> **WRITTEN EXERCISE 1**
According to the piece on coping with grief during the holidays, how old was Amanda when she died?
> **WRITTEN EXERCISE 2**
From the piece on coping with grief during the holidays, extract word for word the part that begins with the words containing "If you’ve experienced" and ends with "connecting with Amanda.".
[BEGIN GIVEN PASSAGE]
If you’ve experienced the loss of a close loved one, the holidays can be difficult to navigate. Old traditions and memories flood our hearts and minds and remind us of the gaping hole left by death.
My sister Amanda unexpectedly passed away in May 2020 at just 40 years old. We spent nearly every Thanksgiving and Christmas holiday together regardless of where we lived. And her birthday is today, November 18th, so November is an extra hard month for me, as maybe it is for you too.
I’m not an expert on grief, but here are 5 things that have helped me cope and allow me to continue connecting with Amanda.
1. Relive memories with friends and family
I've found there is no greater gift than reliving memories of Amanda with others. I love seeing photos of her I've never seen and hearing stories I've never heard. She had some really beautiful friendships in her lifetime from childhood friends to sorority sisters to people who were just always there. After Amanda passed away, I heard from so many people with stories they were eager to share, and I still get messages with a sweet memory or photo and it always makes me smile (or laugh!).
I love being asked about her by people who didn't have a chance to meet her. One of the most touching cards I received after Amanda passed was from a friend who had done some research to get to know Amanda’s talent as a DJ and a loving mother. It flooded me with so many memories that I wrote a six-page letter in response. And I still have friends who ask me about her or check out her social media and tell me how much they would’ve loved her... it makes me feel like somehow Amanda is still making new friends through me.
2. Write them a letter
When someone dies abruptly, it feels like getting the wind knocked out of you because you didn’t get to say goodbye and you didn’t get to say all the things you would’ve said if only you’d known their life would be cut short.
Two months after Amanda died, I wrote her a letter. There were things about the way she died and things she wrote in her journal a few months before she died that haunted me. So I responded to those things which made me feel a wave of relief after. And through writing that letter, I learned that our relationship didn’t have to end with her death. Her spirit lives on through me, through my parents, and through her son. I carry her heart in my heart, I pull from her strength, and she continues to inspire me every single day. She might be gone physically, but I can still connect with her spiritually by writing a letter or talking to her.
[END GIVEN PASSAGE]
[BEGIN GIVEN MATERIAL]
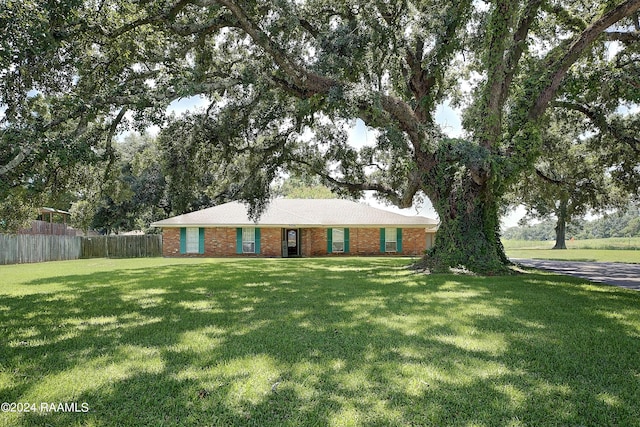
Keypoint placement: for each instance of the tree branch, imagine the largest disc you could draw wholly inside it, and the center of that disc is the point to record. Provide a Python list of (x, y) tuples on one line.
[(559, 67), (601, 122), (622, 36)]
[END GIVEN MATERIAL]
> **TASK RESPONSE 1**
She was 40 years old.

> **TASK RESPONSE 2**
If you’ve experienced the loss of a close loved one, the holidays can be difficult to navigate. Old traditions and memories flood our hearts and minds and remind us of the gaping hole left by death.
My sister Amanda unexpectedly passed away in May 2020 at just 40 years old. We spent nearly every Thanksgiving and Christmas holiday together regardless of where we lived. And her birthday is today, November 18th, so November is an extra hard month for me, as maybe it is for you too.
I’m not an expert on grief, but here are 5 things that have helped me cope and allow me to continue connecting with Amanda.